→ **Your task**
Please write out all the data exactly as shown.

→ **Data for review**
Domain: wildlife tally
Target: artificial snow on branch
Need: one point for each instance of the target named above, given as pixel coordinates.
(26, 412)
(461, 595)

→ **Written solution**
Domain: wildlife tally
Target: artificial snow on branch
Need: one point for each instance of the target named above, given as pixel coordinates.
(26, 412)
(461, 595)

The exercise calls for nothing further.